> Assignment
Keep only the lines that hold the string "positive", filtering out the rest of the entries below.

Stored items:
+++

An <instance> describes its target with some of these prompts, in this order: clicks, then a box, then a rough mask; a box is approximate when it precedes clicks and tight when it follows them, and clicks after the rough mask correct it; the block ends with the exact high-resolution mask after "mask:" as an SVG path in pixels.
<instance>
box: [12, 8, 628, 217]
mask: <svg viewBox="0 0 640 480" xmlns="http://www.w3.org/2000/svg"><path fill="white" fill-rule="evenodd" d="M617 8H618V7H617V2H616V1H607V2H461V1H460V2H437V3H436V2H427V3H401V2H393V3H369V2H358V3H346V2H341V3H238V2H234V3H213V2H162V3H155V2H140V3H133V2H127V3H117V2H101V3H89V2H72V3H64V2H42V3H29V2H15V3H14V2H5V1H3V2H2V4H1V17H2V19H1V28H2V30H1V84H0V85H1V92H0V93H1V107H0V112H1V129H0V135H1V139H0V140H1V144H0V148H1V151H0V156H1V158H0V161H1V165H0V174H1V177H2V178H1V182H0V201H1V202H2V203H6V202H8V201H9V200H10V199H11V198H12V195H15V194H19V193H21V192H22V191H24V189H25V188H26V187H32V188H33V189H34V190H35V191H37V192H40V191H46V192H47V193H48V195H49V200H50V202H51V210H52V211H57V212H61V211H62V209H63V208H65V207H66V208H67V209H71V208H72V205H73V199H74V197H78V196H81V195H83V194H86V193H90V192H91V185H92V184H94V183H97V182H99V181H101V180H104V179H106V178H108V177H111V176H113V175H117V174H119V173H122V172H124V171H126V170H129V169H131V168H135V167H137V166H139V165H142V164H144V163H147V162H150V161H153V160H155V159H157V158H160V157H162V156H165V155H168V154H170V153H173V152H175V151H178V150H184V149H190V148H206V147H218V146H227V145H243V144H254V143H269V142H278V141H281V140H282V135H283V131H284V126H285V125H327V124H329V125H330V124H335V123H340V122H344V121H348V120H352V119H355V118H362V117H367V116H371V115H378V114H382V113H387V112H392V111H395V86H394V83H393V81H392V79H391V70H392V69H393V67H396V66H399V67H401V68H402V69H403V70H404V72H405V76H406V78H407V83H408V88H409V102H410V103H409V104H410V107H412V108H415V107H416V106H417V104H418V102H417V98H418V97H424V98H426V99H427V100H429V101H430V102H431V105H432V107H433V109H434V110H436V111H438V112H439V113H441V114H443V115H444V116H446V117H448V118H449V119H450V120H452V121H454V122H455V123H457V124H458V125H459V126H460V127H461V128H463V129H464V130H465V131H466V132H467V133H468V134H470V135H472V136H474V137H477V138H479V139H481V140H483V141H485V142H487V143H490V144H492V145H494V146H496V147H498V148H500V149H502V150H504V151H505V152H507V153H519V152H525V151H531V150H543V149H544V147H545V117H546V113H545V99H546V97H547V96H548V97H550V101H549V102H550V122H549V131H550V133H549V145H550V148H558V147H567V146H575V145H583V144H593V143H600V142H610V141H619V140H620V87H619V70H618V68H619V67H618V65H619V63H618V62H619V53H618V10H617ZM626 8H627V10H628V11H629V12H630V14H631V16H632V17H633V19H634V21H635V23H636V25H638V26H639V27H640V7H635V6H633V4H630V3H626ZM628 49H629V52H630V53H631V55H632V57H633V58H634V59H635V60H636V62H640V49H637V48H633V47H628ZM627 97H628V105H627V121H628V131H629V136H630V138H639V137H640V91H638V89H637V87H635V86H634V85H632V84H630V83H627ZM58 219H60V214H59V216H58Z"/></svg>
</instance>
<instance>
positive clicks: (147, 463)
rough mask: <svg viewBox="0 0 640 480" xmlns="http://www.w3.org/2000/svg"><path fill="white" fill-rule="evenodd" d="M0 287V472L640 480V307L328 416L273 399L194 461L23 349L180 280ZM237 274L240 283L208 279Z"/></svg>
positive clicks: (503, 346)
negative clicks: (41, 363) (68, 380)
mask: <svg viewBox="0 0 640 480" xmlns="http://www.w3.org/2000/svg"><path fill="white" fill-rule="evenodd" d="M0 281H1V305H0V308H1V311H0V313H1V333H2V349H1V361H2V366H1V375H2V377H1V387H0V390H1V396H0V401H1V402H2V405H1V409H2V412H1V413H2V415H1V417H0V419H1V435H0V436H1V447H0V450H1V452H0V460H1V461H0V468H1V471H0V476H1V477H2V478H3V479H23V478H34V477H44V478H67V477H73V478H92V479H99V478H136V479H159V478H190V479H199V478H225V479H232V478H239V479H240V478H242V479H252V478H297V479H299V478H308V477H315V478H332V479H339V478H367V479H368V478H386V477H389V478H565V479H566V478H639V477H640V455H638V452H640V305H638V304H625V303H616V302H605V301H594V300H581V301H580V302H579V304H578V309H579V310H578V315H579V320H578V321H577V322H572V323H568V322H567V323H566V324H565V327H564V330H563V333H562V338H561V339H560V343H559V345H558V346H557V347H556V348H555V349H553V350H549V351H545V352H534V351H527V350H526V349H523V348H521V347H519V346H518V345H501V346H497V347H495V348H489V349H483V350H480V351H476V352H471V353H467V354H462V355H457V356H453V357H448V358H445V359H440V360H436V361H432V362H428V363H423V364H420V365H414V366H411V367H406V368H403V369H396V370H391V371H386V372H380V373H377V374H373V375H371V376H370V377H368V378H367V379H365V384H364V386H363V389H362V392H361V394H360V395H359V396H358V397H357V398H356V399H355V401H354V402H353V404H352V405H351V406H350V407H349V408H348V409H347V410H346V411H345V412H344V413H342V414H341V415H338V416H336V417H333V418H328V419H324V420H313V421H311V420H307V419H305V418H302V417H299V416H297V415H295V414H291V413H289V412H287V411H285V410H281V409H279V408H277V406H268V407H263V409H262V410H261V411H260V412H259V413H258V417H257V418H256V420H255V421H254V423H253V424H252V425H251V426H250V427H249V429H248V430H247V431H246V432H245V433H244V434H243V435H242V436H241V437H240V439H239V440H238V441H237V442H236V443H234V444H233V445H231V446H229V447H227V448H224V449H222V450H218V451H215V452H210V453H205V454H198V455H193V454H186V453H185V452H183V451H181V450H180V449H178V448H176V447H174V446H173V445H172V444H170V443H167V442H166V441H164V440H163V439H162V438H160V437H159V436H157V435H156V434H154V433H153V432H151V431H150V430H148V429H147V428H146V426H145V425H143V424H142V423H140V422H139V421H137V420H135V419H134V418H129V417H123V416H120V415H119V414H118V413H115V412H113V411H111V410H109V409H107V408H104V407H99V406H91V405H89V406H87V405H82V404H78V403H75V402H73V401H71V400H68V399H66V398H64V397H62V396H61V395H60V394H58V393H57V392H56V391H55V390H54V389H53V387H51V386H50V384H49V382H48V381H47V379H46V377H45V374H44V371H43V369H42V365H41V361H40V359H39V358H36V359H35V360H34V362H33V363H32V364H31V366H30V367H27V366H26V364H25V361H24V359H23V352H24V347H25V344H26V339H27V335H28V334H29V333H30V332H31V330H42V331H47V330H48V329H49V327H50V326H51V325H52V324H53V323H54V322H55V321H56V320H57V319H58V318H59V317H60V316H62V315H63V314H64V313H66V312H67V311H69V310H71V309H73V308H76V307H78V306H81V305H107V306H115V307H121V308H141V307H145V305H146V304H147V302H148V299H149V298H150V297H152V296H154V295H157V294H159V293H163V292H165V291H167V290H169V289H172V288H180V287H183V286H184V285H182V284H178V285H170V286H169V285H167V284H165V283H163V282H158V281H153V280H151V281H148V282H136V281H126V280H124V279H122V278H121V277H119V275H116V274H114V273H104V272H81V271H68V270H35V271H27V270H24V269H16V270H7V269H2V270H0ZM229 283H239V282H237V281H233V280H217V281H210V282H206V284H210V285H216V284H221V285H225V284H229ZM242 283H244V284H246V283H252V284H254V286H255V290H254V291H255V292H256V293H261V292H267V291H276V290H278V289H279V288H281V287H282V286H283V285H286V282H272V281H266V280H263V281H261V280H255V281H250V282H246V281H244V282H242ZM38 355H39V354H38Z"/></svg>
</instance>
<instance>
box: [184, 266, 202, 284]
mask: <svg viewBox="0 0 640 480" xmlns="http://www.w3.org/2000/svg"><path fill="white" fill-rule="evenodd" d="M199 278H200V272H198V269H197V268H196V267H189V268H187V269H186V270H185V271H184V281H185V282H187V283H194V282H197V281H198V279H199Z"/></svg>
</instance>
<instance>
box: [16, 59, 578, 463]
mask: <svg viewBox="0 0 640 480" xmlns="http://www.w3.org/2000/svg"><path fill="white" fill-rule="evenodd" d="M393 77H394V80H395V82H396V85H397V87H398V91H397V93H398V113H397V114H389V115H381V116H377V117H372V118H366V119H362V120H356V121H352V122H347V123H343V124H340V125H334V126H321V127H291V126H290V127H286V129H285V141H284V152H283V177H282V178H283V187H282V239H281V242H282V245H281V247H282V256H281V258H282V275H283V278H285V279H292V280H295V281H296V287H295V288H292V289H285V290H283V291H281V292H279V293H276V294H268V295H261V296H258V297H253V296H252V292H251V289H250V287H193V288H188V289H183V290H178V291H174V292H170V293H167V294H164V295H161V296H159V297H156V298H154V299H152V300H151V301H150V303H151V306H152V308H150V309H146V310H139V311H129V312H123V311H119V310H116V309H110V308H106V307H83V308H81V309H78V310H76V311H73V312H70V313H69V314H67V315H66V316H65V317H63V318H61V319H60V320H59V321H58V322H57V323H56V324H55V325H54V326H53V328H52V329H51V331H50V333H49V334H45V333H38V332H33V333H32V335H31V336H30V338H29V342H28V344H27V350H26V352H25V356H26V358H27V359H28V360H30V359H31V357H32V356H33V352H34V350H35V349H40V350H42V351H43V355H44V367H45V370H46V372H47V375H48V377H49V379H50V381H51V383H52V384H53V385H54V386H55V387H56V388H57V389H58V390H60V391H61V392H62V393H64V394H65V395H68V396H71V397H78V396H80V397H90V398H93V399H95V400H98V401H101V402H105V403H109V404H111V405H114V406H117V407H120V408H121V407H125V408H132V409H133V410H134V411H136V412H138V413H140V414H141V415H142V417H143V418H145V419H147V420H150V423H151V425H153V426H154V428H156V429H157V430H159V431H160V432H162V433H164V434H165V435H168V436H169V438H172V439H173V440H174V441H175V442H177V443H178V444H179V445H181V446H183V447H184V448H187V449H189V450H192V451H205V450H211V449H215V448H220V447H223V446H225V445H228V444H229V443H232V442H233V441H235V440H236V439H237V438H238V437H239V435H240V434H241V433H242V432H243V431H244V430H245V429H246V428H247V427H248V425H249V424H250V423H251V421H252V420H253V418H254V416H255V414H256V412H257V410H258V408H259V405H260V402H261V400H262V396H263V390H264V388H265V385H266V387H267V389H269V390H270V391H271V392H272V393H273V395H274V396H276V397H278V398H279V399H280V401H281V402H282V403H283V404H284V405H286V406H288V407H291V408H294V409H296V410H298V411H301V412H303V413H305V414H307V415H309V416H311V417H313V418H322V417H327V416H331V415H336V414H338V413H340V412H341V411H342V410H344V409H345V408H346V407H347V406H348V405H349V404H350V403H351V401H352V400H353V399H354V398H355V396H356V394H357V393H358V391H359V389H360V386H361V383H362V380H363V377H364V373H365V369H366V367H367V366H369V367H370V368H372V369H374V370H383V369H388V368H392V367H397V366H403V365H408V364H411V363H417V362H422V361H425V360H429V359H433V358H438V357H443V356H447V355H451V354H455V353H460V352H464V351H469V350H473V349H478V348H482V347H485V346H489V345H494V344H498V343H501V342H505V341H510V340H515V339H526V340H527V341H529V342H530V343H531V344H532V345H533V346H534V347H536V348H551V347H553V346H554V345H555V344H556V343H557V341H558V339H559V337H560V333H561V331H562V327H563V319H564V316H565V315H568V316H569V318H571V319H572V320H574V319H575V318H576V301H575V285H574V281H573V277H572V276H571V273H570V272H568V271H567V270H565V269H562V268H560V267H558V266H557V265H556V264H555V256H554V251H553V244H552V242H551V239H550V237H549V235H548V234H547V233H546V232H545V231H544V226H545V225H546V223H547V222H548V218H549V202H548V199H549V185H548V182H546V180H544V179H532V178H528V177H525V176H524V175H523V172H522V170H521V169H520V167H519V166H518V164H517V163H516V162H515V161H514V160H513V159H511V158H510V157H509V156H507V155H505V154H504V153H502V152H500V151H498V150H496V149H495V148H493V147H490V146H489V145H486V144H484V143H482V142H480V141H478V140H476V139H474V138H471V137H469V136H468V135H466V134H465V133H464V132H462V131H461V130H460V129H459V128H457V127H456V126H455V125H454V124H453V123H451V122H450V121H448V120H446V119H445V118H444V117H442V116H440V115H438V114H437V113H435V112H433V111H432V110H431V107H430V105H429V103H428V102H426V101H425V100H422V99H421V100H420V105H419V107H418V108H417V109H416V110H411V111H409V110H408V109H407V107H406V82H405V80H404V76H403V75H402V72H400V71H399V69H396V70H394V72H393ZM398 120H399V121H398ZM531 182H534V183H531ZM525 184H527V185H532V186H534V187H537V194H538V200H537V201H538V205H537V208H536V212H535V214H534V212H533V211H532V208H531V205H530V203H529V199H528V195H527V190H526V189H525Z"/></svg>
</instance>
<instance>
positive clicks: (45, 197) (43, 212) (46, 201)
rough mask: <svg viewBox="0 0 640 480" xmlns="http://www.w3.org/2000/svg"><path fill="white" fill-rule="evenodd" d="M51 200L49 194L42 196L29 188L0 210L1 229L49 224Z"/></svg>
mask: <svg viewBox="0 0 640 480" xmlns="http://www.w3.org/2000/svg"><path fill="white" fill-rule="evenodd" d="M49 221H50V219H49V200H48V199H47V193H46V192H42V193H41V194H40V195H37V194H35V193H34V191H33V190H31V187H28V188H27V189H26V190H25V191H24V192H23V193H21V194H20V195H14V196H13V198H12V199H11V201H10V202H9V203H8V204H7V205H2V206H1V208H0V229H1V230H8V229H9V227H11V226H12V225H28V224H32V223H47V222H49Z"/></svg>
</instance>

+++

> Reply to the task
positive clicks: (147, 463)
positive clicks: (503, 346)
positive clicks: (45, 197) (43, 212) (46, 201)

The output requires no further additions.